■ Boundary annotation rows ■
******************************

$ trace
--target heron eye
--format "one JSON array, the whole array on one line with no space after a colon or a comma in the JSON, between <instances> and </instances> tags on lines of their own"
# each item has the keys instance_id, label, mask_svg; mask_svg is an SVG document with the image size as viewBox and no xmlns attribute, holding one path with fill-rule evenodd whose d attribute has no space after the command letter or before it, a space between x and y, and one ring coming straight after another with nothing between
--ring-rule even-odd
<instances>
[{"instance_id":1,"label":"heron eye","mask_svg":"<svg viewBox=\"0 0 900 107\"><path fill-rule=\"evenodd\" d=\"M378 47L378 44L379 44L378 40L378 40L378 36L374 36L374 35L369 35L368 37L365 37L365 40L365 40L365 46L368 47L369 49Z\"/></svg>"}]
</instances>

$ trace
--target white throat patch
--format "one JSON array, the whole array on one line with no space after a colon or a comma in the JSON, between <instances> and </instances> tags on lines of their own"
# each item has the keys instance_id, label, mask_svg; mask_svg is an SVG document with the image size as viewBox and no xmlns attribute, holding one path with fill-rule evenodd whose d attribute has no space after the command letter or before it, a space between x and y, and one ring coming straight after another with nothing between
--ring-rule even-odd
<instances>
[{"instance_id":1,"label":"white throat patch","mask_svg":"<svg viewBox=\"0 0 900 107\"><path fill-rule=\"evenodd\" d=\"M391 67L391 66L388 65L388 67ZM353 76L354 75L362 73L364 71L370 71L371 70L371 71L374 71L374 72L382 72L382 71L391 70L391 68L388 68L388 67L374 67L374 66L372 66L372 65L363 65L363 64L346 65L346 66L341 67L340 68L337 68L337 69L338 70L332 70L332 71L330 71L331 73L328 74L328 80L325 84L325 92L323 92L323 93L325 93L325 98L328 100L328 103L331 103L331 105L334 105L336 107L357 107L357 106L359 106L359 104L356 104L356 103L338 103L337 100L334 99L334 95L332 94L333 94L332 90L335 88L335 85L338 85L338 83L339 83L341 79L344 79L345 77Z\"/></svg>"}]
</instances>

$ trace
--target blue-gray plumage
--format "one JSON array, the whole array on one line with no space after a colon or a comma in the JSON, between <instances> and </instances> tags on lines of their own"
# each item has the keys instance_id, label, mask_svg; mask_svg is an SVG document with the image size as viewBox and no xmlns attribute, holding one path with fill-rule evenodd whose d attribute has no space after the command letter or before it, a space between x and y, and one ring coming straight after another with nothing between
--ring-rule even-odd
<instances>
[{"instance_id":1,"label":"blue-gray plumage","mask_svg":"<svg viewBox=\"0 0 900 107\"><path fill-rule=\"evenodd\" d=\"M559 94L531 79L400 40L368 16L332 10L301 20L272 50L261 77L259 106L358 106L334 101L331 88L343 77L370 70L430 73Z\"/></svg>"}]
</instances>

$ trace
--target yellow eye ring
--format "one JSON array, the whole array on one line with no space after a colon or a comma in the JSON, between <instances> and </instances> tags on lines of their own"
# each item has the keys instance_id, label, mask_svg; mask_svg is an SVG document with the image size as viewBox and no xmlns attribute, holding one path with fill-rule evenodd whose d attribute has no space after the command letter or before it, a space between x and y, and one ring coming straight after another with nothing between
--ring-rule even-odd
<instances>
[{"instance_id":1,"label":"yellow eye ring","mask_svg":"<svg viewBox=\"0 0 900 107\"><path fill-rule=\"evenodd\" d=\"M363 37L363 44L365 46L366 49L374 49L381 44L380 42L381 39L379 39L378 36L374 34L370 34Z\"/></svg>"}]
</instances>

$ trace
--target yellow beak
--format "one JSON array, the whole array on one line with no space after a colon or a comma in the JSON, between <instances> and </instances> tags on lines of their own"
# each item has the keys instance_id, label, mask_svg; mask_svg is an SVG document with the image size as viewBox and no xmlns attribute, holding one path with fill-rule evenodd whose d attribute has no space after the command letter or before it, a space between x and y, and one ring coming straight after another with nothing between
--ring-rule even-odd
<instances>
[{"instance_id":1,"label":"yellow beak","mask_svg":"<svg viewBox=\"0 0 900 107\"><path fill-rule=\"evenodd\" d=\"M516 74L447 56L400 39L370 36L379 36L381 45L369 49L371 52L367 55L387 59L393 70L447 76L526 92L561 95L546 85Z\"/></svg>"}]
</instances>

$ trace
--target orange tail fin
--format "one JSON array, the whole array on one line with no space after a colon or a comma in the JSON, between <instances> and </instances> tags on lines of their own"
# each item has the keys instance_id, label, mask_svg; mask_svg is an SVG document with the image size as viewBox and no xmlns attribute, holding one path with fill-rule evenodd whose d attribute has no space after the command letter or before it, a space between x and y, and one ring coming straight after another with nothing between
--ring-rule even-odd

******************************

■ Problem ■
Count the lines in the rows above that contain the word "yellow", and give only the number.

■ Result of the exercise ■
4